▸ Excerto do texto
=-=-=

A nova cimeira do Quad – EUA, Austrália, Índia e Japão – teve hoje lugar em Tóquio. E vale a pena ler o comunicado final, que fala da Ucrânia, mas não ataca nominalmente a Rússia. Prefere falar da inviolabilidade das fronteiras nacionais e do respeito pela lei internacional. Que é uma maneira indirecta de falar da agressão russa.
Curiosamente, enquanto decorria a reunião, bombardeiros russos e chineses realizaram um longo exercício aéreo ao longo da fronteira com o Japão. Esse exercício só pode ser visto como uma manifestação de força e de cooperação entre as duas potências. E ser interpretado com alguma preocupação, por mostrar que a tensão existente é muito maior do que aquilo que muitos pensam.
A Conferência de Munique sobre a Segurança é um evento anual. A deste ano, começou ontem e termina amanhã. Na imensa floresta de conferências que ocorrem em cada ano, a de Munique sobressai. É actualmente um ponto alto nas discussões e encontros internacionais sobre segurança. Os discursos e documentos apresentados na conferência são uma referência para quem segue este tipo de matérias.

=-=-=

▸ Dados brutos

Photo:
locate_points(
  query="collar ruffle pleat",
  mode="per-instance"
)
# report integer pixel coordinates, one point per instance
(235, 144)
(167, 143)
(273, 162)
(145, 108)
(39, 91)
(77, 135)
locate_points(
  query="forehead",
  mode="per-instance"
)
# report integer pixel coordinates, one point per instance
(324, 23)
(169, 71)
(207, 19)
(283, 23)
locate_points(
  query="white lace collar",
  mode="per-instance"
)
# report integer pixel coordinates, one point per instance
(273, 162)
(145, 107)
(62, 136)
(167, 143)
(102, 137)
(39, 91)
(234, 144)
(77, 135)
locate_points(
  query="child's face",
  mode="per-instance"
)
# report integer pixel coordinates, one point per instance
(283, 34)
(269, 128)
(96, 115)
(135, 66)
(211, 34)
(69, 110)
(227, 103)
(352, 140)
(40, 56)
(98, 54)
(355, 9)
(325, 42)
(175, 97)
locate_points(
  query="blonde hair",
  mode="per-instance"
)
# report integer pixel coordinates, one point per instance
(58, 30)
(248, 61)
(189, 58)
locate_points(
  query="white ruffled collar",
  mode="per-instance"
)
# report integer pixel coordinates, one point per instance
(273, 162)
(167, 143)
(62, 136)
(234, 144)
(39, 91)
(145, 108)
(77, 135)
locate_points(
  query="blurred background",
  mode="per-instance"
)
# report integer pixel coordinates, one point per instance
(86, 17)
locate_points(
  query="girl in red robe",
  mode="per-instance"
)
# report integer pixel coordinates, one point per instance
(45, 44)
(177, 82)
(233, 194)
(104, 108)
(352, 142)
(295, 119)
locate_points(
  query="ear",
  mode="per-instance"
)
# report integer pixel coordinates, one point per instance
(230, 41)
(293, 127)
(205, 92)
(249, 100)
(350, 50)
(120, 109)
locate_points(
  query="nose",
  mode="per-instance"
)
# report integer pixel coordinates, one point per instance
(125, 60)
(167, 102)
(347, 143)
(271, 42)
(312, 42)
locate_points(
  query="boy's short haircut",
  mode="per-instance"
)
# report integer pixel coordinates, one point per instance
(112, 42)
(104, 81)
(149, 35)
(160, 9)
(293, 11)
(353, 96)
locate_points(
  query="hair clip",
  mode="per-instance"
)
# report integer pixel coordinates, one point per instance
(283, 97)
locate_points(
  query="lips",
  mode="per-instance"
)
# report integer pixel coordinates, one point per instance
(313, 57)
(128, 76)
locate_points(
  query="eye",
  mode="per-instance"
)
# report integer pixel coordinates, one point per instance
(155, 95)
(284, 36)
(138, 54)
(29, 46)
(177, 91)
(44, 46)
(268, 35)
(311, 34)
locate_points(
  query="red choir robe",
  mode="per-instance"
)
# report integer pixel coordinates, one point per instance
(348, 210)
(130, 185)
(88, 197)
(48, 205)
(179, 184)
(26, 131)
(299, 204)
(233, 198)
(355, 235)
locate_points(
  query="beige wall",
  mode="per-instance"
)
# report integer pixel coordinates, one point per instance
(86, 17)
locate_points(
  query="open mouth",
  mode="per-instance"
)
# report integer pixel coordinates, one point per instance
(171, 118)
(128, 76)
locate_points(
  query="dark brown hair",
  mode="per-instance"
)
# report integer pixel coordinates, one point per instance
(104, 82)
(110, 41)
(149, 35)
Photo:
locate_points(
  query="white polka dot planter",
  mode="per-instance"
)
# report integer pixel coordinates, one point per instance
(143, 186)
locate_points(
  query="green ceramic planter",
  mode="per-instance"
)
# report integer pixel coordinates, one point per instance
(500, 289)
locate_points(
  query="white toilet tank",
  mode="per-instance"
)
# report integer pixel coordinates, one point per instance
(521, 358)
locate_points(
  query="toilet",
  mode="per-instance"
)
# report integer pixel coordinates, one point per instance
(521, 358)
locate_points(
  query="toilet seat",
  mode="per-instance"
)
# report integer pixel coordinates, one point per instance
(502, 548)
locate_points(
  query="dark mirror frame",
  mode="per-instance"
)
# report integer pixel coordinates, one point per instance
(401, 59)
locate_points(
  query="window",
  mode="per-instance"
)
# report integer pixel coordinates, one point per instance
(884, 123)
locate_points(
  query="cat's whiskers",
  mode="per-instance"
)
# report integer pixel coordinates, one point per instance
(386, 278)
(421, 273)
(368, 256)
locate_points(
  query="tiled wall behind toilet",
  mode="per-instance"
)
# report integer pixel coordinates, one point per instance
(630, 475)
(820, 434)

=-=-=

Transcreva sem alterações o trecho do excerto sobre a cimeira do Quad e a Conferência de Munique que começa nas palavras com "Curiosamente, enquanto decorria" e termina em "tipo de matérias.".

▸ Resposta do exercício
Curiosamente, enquanto decorria a reunião, bombardeiros russos e chineses realizaram um longo exercício aéreo ao longo da fronteira com o Japão. Esse exercício só pode ser visto como uma manifestação de força e de cooperação entre as duas potências. E ser interpretado com alguma preocupação, por mostrar que a tensão existente é muito maior do que aquilo que muitos pensam.
A Conferência de Munique sobre a Segurança é um evento anual. A deste ano, começou ontem e termina amanhã. Na imensa floresta de conferências que ocorrem em cada ano, a de Munique sobressai. É actualmente um ponto alto nas discussões e encontros internacionais sobre segurança. Os discursos e documentos apresentados na conferência são uma referência para quem segue este tipo de matérias.